#### [What to produce]
Rescale the material from the line containing "Find the autumn" through the end, reproducing only those lines, requests included, with each point coordinate in the answers multiplied by 0.3 and rounded to a whole number, halves rounding up. Keep the sample coordinates in the requests unchanged, and leave the pictures out of your answer.

[Dataset material about object locations]
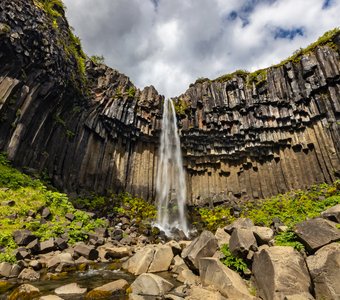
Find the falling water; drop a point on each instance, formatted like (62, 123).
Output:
(170, 185)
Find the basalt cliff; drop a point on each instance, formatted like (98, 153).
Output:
(86, 126)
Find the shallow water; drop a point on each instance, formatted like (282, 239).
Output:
(90, 279)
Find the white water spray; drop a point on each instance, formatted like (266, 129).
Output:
(170, 184)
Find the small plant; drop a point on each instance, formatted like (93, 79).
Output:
(235, 263)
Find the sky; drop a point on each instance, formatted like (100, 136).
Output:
(171, 43)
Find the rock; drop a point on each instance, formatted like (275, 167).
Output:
(107, 290)
(117, 252)
(61, 243)
(203, 246)
(150, 284)
(241, 242)
(139, 263)
(198, 293)
(47, 246)
(86, 251)
(239, 223)
(23, 237)
(162, 259)
(5, 269)
(29, 275)
(34, 247)
(72, 289)
(316, 233)
(324, 268)
(24, 291)
(50, 297)
(332, 213)
(280, 271)
(227, 282)
(263, 235)
(222, 237)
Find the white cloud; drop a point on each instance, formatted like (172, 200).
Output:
(172, 44)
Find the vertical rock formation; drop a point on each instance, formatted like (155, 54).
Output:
(243, 135)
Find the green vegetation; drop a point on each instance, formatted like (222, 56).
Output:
(235, 263)
(21, 201)
(98, 59)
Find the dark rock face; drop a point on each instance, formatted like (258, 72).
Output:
(241, 137)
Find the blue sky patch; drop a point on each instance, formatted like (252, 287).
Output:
(290, 34)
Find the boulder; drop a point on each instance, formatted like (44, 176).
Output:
(263, 235)
(203, 246)
(239, 223)
(226, 281)
(24, 291)
(117, 252)
(150, 284)
(162, 259)
(47, 246)
(241, 242)
(280, 271)
(5, 269)
(140, 262)
(87, 251)
(29, 275)
(23, 237)
(324, 268)
(72, 289)
(332, 213)
(316, 233)
(222, 237)
(198, 293)
(107, 290)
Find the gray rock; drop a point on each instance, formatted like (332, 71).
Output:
(203, 246)
(227, 282)
(324, 268)
(139, 263)
(332, 213)
(280, 271)
(242, 241)
(72, 289)
(151, 284)
(316, 233)
(29, 275)
(87, 251)
(162, 259)
(23, 237)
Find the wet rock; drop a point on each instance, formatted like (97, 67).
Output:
(316, 233)
(280, 271)
(332, 213)
(47, 246)
(324, 267)
(72, 289)
(86, 251)
(23, 237)
(162, 259)
(242, 241)
(108, 290)
(222, 237)
(139, 263)
(24, 291)
(29, 275)
(203, 246)
(227, 282)
(151, 285)
(5, 269)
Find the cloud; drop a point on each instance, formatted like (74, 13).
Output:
(170, 43)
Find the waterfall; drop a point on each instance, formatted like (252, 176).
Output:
(170, 184)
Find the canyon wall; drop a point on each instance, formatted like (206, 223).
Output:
(90, 129)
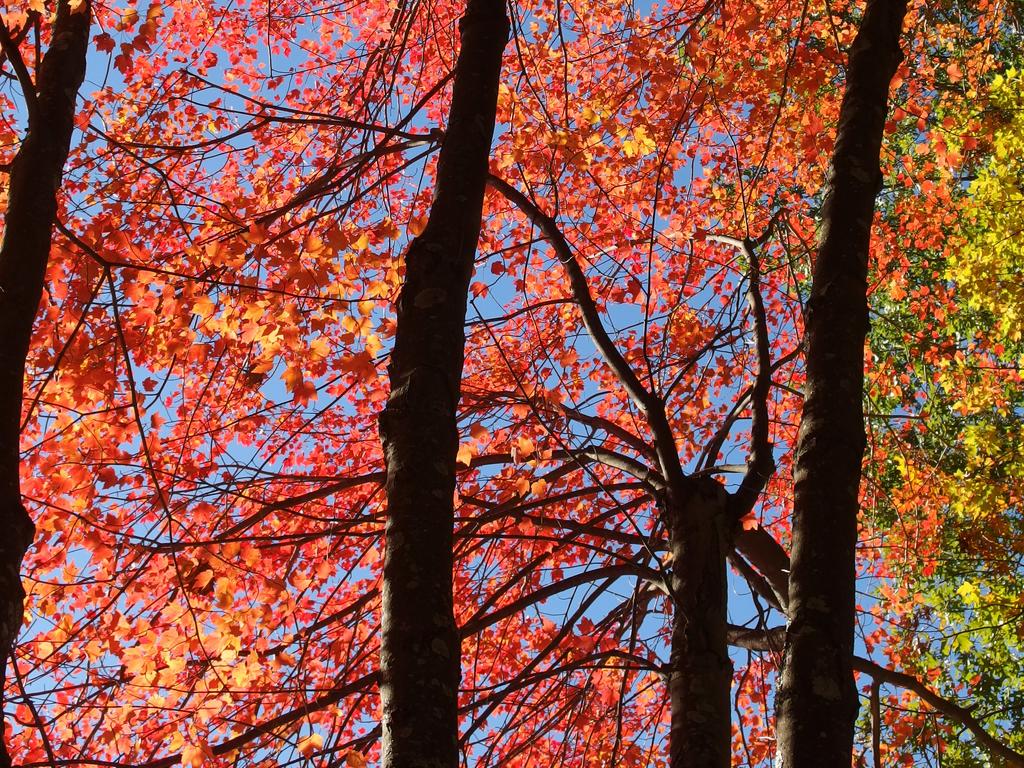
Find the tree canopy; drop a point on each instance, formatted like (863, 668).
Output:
(589, 307)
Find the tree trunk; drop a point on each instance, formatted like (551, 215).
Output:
(700, 672)
(420, 651)
(35, 178)
(817, 698)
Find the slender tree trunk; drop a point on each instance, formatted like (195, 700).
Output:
(817, 699)
(420, 652)
(700, 672)
(34, 180)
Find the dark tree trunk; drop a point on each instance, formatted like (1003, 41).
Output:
(817, 699)
(420, 652)
(35, 178)
(700, 673)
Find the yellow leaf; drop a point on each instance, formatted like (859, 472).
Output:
(310, 744)
(293, 378)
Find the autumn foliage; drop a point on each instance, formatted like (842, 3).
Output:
(200, 444)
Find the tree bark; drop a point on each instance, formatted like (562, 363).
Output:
(817, 698)
(35, 177)
(699, 669)
(420, 651)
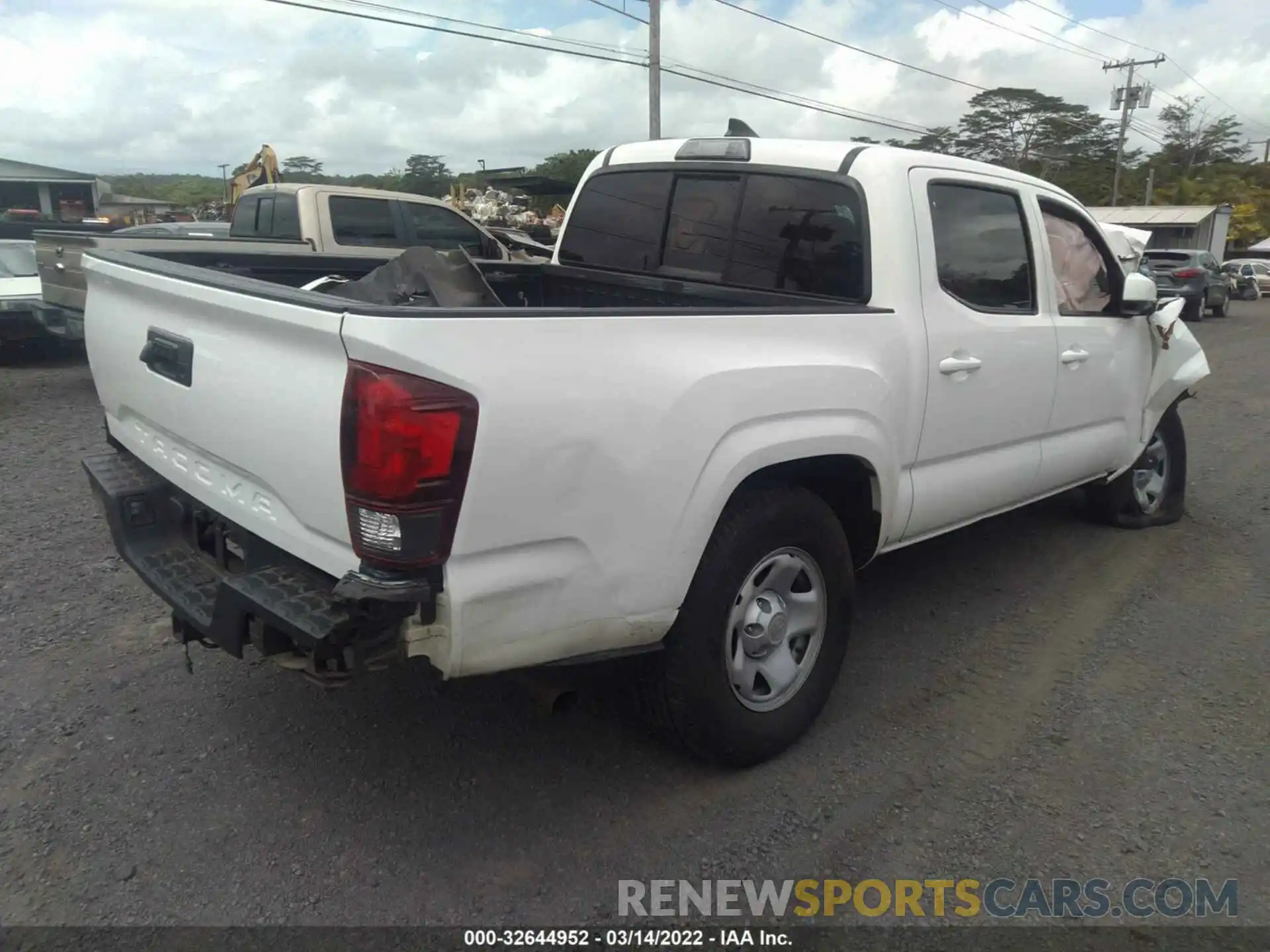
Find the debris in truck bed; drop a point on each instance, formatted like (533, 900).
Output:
(421, 277)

#### [Answer to this exercise]
Find the autumn foliage; drop a point on each instance, formatted like (842, 3).
Output:
(60, 133)
Find the tree bark; drop a point on each instance, formatted like (562, 363).
Output:
(245, 209)
(11, 53)
(210, 201)
(126, 195)
Find the debris in truck bed; drop a point on each instance, formatted like (533, 900).
Output:
(126, 83)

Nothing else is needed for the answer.